▶ _PROBLEM DESCRIPTION_: Output the data below in full, byte for byte. Nothing may differ.

▶ _SUPPLIED ENTRIES_:
------------

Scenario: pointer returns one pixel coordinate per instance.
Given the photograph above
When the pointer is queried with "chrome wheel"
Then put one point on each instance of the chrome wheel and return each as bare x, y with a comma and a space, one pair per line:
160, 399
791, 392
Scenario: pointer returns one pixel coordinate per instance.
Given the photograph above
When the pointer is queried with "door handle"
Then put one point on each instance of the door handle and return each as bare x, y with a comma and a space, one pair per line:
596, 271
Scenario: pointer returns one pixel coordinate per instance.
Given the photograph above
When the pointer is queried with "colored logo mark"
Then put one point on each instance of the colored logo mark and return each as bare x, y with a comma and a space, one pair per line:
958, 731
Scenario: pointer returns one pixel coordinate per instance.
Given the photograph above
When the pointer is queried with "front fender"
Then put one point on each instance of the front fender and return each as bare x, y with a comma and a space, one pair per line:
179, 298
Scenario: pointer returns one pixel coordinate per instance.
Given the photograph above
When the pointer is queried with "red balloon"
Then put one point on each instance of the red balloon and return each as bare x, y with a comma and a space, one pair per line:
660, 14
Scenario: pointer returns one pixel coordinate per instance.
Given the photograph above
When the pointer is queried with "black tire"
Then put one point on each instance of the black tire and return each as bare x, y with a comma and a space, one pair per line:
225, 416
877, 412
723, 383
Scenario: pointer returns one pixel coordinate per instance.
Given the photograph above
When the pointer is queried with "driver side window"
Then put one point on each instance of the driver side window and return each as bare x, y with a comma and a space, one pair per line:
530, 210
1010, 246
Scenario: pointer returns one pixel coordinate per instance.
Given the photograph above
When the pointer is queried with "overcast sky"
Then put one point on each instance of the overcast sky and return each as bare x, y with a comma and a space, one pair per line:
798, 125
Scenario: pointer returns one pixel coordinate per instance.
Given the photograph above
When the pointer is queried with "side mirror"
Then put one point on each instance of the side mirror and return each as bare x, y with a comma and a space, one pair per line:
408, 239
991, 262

------------

▶ _ANSWER TO THIS PROBLEM_:
Scenario: pointer returns one pixel coordinate per instance.
Given the photograph above
When the pointer is queried with "chrome wheel"
Then put one point on each instance of the chrome wheel and return each as bare x, y with a comma and a space, one pair per line:
160, 399
791, 392
Scenario: pointer returns one pixel coordinate per instance.
Given the photograph above
When the pointer is queried with "door handle"
Then put one point on each instance of the door handle and return each as bare x, y with a comma and a space, one pair per line:
596, 271
Scenario: pointer returns one pixel coordinate per instance.
Given the photograph above
When the pointer is queried with "colored logo mark"
Then put one point on each instance of the colored logo mark and return each as bare x, y with a comma and a space, one pair per line:
958, 731
Scenario: pointer returns one pixel coordinate per instance.
Given the photograph above
When the pointer is queried with "front fender"
Then put one point on each instance of the front fender and return each as bare x, y with a comma and a space, one pair per line:
179, 298
Scenario: pointer returns one pixel coordinate per instance.
Given the photograph above
When the pointer is queried with "red balloon"
Then put one point on each instance of the red balloon and return each as bare x, y with a comma and a space, one pair per line:
660, 14
Scenario: pointer returns one pixel coordinate per instance.
Given the photograph above
When the pointer is queried with "black tire"
Then put one point on each instance of the black tire and return each as bare x, y with a comma and a space, one pair per line:
225, 416
877, 412
723, 383
Scenario: pointer returns one pixel coordinate per instance.
Given the photograph above
When the pointer is queried with "driver side window"
Then put one point on each instance of the driver side window and return each as bare x, y with a comma and a space, one pair per line:
530, 210
1010, 246
Scenario: pointer returns one pixel coordinate per instance.
Given the photograph above
When the pointer is queried with "overcast sky"
Then put one point on each instance of the overcast sky and return each as bare x, y with a comma and a space, one pair per line:
798, 125
Scenario: pointer returns one pixel coordinate per instance.
Given the photograph above
When the pointer is queried with "side mirror"
Then put one point on each instance of the side mirror and return each as bare x, y with a comma and a space, one pair per line:
408, 239
991, 262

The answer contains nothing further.